## Domande da svolgere:
[1] Elenca tutte le persone che l'articolo su D'Alema nomina con nome di battesimo e cognome, senza contare il nome dell'istituto.
[2] Ricopia dall'articolo su D'Alema il brano che comincia con "Draghi, smentendo di" e si conclude con "lunga mano sull'epidemia.".

## Testo estratto:
┄┄┄┄┄┄┄┄┄┄

Draghi, smentendo di aver fatto appelli all'unità, perché «il governo è già unito», sembra aver voluto rispondere direttamente alle insinuazioni di D'Alema, che da anni ha fatto del rancore una professione. Per la verità, stavolta lo si può capire. Con il governo giallorosso l'ex segretario Ds sembrava tornato ai tempi in cui, da Palazzo Chigi, guidava la sola banca d'affari al mondo in cui non si parla inglese, come veniva definita la sua squadra di fedelissimi e amici. Da Roberto Gualtieri a Vincenzo Amendola, D'Alema ha perso posizioni importanti con il cambio di governo. Lo smacco più grande è stato il siluramento di Domenico Arcuri, la sua lunga mano sull'epidemia.

 

 

REGISTA OCCULTO
Con il precedente commissario straordinario regnante, l'ex capo dei Ds era una sorta di premier ombra, consulente e trova-robe, come quando intermediò, grazie ad aderenze cinesi probabilmente risalenti ai tempi di Mao, per garantire al Paese respiratori difettosi. La difesa di Speranza per Baffino è pure una difesa di se stesso. Se Bersani, per il ministro, è il papà buono che comprende e sostiene, D'Alema è lo zio ricco che consiglia e apre porte. Solo che il Conte Max, cognome e nome della coppia che menava il torrone al tempo dei giallorossi, i consigli del suo figlioccio Speranza li ha considerati sempre zero. Ammalatosi di Covid, l'ex premier si è ben guardato dal curarsi con la tachipirina di cui il titolare della Salute raccontava agli italiani meraviglie. Ha preferito riempirsi di antinfiammatori, come da protocollo di Giuseppe Remuzzi dell'Istituto Mario Negri, che il governo ha sempre scientificamente ignorato.

┄┄┄┄┄┄┄┄┄┄

## Dati forniti:

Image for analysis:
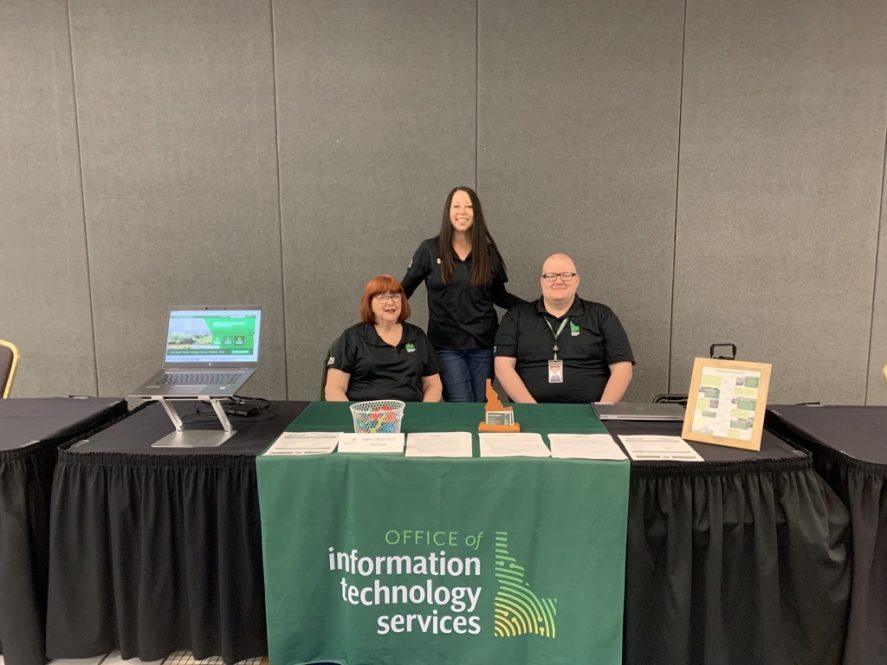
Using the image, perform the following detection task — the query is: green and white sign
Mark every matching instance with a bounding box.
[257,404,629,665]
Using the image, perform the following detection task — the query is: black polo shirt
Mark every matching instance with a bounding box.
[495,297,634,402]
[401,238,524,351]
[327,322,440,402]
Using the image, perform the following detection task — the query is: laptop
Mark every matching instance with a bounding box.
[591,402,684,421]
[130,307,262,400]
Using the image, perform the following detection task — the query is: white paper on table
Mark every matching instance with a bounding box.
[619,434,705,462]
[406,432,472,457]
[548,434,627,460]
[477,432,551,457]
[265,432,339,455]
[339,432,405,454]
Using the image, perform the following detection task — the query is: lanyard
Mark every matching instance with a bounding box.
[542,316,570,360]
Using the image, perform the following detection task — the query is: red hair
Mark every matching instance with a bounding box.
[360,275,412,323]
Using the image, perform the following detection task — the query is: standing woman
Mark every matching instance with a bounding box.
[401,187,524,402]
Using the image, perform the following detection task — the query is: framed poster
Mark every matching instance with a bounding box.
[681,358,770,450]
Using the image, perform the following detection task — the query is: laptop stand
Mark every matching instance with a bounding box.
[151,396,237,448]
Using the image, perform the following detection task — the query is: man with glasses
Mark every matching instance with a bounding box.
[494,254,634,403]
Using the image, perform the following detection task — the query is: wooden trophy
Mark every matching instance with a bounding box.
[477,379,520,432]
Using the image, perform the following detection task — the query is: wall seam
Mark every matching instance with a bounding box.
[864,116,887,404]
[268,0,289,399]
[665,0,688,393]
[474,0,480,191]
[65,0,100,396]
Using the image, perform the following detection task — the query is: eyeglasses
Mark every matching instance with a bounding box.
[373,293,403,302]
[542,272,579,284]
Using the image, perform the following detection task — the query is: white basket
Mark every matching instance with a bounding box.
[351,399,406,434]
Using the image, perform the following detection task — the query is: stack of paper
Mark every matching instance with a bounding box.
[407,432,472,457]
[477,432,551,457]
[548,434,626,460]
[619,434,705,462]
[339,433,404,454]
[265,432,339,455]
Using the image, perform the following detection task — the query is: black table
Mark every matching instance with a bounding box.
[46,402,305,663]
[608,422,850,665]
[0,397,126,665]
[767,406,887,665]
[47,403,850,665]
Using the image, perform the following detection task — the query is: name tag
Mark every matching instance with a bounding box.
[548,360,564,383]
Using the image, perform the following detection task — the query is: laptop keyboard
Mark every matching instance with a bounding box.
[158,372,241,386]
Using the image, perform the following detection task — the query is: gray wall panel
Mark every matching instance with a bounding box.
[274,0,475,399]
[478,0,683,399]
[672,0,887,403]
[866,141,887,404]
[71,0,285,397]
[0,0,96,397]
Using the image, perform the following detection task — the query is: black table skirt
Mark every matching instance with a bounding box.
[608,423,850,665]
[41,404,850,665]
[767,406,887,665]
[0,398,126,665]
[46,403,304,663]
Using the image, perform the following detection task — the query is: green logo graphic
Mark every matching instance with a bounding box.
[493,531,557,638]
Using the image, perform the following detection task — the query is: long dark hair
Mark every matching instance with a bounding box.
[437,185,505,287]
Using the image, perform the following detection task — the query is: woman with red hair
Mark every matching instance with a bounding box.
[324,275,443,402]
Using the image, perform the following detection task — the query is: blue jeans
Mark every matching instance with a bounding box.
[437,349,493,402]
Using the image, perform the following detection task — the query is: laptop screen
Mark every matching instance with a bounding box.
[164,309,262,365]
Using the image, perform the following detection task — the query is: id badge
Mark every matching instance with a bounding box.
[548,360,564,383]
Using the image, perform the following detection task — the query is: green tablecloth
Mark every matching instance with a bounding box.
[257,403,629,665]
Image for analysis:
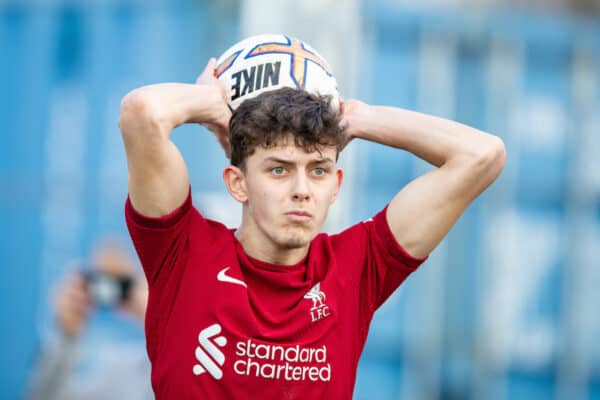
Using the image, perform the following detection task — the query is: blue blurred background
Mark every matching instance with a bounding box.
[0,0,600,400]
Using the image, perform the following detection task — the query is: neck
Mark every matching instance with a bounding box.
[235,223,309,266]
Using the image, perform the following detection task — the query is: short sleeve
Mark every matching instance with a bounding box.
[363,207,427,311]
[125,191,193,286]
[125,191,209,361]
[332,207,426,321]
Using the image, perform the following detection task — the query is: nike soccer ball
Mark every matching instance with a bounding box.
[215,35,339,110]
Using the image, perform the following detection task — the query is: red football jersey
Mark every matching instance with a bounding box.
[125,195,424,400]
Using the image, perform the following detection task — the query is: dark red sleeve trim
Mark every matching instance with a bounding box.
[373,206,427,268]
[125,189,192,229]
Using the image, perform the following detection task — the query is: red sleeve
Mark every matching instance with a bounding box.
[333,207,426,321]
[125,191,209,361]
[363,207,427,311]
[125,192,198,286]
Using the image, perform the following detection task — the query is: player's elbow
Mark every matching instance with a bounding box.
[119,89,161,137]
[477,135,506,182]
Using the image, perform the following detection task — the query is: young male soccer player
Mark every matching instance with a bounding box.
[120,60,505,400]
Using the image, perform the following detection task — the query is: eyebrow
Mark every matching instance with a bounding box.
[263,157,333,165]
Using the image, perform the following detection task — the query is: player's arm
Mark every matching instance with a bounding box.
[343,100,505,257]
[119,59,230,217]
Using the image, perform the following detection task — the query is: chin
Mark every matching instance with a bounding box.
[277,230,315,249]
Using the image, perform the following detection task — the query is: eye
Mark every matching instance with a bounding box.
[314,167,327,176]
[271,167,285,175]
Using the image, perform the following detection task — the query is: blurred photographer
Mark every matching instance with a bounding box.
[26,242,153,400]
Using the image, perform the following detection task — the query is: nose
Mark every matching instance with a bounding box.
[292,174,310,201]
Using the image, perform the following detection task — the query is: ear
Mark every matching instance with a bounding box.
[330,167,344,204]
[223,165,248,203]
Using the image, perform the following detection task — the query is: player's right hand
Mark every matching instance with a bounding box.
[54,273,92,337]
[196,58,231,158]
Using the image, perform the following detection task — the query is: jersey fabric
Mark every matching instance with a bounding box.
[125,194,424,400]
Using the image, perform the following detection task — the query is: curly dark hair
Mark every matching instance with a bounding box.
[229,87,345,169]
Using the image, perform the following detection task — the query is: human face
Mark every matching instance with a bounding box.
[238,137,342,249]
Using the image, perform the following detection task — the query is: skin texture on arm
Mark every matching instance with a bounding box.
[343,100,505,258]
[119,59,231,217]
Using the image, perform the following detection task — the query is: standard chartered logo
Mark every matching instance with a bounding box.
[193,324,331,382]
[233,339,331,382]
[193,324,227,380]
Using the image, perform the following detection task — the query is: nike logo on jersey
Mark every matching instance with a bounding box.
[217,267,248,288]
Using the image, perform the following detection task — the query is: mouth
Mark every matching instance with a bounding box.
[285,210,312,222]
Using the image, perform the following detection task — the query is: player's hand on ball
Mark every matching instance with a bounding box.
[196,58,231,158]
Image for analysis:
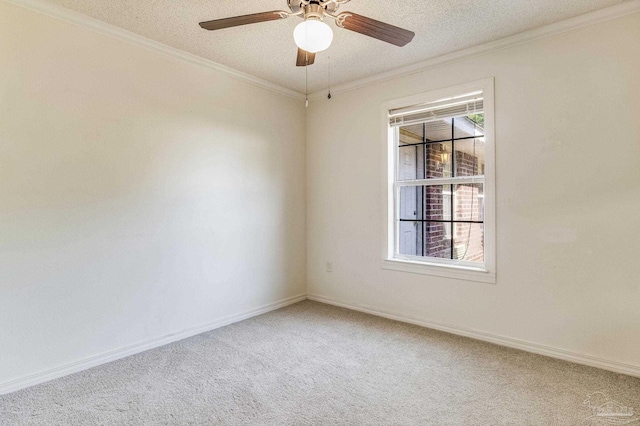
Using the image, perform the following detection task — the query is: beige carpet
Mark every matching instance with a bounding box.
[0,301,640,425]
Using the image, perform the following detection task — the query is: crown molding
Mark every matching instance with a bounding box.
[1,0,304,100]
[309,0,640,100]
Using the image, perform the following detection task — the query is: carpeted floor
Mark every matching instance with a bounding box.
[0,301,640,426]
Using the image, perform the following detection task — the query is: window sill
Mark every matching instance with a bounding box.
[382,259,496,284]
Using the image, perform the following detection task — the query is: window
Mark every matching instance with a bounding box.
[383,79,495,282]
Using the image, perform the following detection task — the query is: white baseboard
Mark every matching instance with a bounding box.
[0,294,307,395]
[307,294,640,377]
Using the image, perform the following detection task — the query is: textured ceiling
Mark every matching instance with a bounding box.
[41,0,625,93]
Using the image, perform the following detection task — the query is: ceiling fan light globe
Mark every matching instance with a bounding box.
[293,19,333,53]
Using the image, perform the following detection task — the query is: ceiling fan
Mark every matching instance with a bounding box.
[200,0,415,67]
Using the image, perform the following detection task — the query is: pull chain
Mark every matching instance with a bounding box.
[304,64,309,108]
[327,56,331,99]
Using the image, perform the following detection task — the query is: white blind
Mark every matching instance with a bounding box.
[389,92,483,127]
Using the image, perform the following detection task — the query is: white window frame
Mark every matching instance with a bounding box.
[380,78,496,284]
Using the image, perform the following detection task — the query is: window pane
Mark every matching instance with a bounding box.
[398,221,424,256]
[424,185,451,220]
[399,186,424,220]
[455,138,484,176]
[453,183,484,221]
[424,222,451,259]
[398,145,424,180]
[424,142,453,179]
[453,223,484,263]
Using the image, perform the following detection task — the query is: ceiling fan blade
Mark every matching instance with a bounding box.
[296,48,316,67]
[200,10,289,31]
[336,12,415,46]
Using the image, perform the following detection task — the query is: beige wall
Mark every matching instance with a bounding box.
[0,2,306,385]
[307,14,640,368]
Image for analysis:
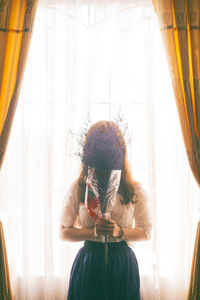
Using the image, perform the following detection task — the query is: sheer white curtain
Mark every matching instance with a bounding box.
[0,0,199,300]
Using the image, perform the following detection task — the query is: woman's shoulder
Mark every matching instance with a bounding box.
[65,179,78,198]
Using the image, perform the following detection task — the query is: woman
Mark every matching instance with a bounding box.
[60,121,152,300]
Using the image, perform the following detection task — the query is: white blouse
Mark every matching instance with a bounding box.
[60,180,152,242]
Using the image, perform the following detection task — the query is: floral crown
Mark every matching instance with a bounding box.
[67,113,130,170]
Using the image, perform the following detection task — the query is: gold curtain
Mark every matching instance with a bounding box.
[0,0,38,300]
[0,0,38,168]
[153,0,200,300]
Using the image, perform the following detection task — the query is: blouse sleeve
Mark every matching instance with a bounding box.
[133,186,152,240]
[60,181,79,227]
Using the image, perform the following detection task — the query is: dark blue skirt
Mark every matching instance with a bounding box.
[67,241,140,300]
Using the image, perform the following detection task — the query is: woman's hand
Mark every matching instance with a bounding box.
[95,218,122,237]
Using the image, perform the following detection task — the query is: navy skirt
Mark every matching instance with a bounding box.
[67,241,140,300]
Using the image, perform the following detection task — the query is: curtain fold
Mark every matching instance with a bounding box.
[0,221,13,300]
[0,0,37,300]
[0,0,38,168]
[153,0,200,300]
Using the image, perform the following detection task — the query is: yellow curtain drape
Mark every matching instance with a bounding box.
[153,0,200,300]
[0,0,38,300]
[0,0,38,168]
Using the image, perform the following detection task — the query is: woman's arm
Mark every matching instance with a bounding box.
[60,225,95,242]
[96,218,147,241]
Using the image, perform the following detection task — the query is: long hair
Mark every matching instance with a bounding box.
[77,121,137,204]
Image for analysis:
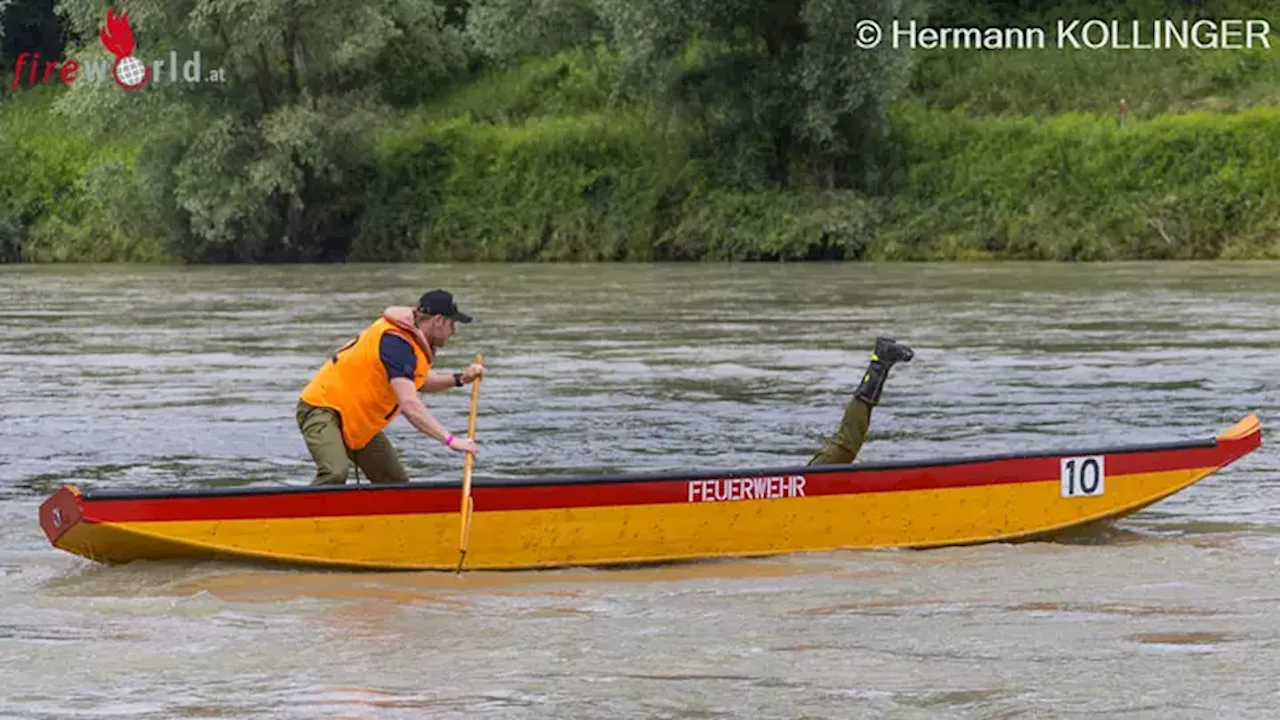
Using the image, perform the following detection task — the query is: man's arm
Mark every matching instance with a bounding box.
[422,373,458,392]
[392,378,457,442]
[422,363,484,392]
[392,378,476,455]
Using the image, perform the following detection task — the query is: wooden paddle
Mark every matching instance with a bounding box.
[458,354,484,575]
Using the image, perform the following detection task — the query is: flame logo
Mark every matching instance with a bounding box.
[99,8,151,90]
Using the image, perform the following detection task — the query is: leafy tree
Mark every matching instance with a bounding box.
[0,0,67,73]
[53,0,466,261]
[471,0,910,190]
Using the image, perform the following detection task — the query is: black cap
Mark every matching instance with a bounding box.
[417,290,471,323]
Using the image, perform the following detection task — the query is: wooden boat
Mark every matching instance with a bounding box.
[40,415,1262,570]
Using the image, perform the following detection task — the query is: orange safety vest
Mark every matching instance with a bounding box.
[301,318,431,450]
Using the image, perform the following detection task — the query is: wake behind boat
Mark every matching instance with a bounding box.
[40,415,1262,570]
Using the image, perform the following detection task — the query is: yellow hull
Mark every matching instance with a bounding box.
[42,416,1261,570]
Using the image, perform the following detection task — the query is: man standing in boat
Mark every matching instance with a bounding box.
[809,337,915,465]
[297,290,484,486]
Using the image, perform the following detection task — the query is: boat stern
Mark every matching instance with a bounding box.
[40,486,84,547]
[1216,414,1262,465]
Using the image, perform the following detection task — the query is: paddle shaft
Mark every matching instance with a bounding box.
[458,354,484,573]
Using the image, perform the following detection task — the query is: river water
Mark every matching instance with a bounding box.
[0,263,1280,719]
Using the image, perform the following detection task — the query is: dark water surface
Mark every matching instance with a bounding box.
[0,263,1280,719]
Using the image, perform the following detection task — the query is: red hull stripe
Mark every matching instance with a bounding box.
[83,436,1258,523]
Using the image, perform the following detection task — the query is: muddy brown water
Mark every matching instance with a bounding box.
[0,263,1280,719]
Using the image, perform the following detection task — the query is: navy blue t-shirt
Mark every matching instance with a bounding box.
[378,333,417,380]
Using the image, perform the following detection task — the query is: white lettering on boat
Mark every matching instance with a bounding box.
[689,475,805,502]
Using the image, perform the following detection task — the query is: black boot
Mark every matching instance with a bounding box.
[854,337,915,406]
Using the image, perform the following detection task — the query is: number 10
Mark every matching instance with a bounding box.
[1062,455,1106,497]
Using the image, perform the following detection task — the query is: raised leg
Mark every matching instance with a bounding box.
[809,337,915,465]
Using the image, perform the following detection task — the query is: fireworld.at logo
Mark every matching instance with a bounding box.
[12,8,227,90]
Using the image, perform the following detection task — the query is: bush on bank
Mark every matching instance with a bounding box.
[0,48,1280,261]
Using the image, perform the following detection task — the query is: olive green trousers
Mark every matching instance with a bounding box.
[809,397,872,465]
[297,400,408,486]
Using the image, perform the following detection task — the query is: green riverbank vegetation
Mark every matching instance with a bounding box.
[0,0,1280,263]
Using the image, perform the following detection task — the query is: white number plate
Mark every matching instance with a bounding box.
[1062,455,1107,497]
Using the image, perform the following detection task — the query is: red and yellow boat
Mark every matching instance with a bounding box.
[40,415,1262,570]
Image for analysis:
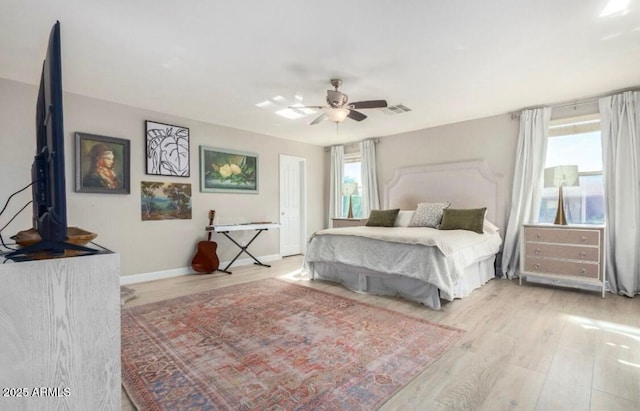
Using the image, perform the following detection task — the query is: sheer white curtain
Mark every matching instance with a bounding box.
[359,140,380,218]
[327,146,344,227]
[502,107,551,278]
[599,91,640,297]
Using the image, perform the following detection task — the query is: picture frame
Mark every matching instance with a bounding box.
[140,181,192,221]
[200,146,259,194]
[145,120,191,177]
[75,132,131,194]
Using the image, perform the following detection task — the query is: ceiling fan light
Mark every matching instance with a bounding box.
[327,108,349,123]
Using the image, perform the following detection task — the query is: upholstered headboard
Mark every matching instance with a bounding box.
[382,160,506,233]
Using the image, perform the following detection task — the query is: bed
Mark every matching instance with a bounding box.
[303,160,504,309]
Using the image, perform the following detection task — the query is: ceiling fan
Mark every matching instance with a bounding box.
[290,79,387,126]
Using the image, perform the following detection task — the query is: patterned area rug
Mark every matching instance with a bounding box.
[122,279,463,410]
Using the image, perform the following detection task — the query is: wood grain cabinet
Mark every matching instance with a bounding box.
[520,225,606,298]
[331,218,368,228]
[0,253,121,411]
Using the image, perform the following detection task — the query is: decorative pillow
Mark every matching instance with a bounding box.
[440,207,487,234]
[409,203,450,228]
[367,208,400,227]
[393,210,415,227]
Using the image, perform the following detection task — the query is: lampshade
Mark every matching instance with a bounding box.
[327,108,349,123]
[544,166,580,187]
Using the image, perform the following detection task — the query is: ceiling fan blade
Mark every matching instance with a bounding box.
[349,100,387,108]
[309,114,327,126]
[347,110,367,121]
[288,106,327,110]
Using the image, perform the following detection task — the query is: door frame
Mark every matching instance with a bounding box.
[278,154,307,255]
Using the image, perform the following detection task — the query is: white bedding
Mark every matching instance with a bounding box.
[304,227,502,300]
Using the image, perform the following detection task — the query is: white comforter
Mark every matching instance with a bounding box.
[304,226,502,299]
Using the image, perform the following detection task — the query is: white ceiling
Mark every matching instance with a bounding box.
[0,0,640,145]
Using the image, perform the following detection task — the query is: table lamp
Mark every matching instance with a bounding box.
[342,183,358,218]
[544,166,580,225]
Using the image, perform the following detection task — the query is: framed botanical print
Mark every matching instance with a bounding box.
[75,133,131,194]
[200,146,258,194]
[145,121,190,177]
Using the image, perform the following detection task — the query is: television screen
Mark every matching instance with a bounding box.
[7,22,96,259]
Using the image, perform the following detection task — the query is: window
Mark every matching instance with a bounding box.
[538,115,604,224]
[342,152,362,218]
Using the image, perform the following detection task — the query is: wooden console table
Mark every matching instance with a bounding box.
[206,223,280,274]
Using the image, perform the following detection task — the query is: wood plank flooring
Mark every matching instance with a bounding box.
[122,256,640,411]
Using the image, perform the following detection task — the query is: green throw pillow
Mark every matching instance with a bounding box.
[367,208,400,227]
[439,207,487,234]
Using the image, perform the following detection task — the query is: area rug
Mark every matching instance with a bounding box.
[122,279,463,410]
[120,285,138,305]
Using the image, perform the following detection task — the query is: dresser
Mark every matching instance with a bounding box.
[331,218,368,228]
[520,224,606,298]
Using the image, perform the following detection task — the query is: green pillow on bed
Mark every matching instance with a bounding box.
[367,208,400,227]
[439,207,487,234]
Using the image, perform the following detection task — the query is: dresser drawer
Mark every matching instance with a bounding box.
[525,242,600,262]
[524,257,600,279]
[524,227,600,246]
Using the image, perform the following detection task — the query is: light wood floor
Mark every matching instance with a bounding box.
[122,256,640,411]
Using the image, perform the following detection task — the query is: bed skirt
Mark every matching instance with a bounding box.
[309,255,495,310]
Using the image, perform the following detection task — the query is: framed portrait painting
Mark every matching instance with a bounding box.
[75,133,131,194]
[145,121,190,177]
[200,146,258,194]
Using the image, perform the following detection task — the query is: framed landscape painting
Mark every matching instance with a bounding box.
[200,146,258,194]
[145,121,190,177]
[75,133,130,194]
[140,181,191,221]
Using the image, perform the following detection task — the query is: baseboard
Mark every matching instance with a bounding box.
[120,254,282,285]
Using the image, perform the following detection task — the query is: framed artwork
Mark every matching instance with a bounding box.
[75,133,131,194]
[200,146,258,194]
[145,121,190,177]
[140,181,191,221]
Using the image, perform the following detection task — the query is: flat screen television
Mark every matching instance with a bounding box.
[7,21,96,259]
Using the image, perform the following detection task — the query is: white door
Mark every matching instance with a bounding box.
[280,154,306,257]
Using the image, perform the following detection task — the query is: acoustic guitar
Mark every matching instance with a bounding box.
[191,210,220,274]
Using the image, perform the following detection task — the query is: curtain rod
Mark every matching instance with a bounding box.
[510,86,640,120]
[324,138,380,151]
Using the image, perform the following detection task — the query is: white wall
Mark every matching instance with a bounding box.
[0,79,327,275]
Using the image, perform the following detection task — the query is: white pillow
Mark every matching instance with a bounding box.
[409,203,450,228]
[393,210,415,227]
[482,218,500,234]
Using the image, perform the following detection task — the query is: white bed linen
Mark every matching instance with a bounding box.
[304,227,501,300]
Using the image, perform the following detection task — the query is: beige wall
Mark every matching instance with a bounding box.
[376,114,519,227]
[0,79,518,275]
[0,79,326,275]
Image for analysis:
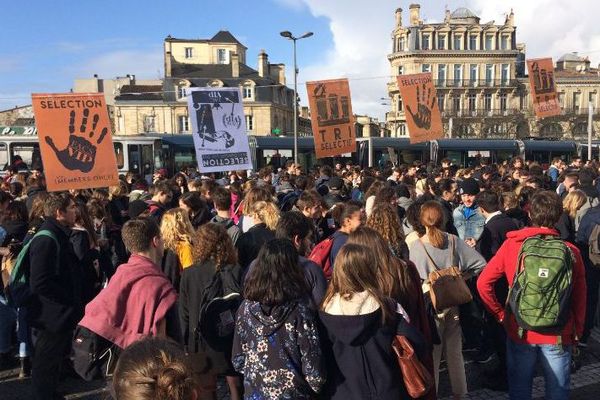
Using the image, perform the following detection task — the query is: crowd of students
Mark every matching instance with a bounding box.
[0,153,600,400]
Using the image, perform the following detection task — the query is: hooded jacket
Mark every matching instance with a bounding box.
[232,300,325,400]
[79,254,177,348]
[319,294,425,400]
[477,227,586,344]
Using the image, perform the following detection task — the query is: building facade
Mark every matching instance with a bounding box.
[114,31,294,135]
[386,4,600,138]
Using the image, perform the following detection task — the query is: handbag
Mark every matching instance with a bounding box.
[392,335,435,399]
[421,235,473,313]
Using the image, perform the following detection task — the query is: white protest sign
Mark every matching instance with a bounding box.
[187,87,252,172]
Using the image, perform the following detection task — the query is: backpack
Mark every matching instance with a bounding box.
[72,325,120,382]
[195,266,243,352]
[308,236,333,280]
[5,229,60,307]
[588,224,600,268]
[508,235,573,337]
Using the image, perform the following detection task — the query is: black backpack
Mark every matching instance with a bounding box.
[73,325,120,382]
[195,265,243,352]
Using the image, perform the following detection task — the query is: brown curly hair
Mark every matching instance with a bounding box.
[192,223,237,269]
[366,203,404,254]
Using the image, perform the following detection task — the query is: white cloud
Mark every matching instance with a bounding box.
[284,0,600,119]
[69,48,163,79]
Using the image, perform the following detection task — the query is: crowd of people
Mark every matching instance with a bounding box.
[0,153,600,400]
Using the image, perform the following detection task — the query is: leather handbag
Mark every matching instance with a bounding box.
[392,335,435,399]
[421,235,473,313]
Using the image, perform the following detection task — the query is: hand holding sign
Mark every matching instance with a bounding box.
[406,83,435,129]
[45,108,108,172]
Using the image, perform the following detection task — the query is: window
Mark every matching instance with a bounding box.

┄┄┄┄┄┄┄┄┄┄

## Risposte per esercizio:
[1] Roberto Gualtieri, Vincenzo Amendola, Domenico Arcuri, Giuseppe Remuzzi

[2]
Draghi, smentendo di aver fatto appelli all'unità, perché «il governo è già unito», sembra aver voluto rispondere direttamente alle insinuazioni di D'Alema, che da anni ha fatto del rancore una professione. Per la verità, stavolta lo si può capire. Con il governo giallorosso l'ex segretario Ds sembrava tornato ai tempi in cui, da Palazzo Chigi, guidava la sola banca d'affari al mondo in cui non si parla inglese, come veniva definita la sua squadra di fedelissimi e amici. Da Roberto Gualtieri a Vincenzo Amendola, D'Alema ha perso posizioni importanti con il cambio di governo. Lo smacco più grande è stato il siluramento di Domenico Arcuri, la sua lunga mano sull'epidemia.